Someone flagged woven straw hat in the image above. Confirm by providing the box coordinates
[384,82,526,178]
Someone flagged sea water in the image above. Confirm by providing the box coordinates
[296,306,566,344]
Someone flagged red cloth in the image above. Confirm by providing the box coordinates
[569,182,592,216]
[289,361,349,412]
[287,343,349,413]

---

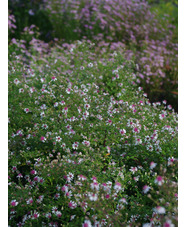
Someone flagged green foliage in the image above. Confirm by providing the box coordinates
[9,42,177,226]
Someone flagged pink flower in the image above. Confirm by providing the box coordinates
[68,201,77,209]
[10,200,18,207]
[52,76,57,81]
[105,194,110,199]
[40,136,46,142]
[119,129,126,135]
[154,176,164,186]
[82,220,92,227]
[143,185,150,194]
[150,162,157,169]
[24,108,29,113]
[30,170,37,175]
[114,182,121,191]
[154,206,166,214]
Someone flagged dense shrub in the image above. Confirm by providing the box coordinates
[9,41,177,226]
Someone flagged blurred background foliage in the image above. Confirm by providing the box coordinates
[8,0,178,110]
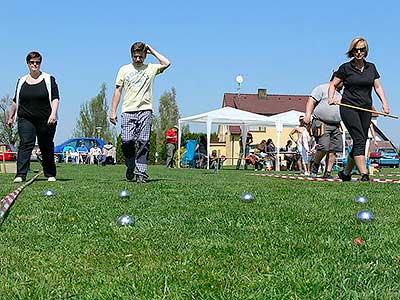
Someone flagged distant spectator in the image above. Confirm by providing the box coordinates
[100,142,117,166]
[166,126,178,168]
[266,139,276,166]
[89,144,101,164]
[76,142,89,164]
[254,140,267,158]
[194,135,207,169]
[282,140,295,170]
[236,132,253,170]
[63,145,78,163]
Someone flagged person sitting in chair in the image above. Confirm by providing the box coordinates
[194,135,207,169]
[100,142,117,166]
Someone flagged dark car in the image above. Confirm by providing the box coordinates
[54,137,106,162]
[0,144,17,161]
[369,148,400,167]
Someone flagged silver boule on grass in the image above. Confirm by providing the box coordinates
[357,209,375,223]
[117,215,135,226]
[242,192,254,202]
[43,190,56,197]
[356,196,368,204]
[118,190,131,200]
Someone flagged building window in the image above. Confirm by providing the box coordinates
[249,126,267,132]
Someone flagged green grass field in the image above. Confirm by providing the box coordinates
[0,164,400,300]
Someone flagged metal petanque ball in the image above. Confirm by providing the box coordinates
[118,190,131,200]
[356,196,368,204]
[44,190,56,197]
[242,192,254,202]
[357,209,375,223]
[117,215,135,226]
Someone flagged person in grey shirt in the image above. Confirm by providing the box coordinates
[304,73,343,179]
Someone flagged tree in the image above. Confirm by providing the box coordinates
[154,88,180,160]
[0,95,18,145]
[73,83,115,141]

*Task*.
Repeat the records above word for word, covering the stretch from the line containing "Someone flagged woven" through the line containing "[296,306,566,344]", with both of those lines included.

*Response to the task*.
Someone flagged woven straw hat in the image above. Confirm by providing the box coordinates
[384,82,526,178]
Someone flagged sea water in the image above. Confirm by providing the box coordinates
[296,306,566,344]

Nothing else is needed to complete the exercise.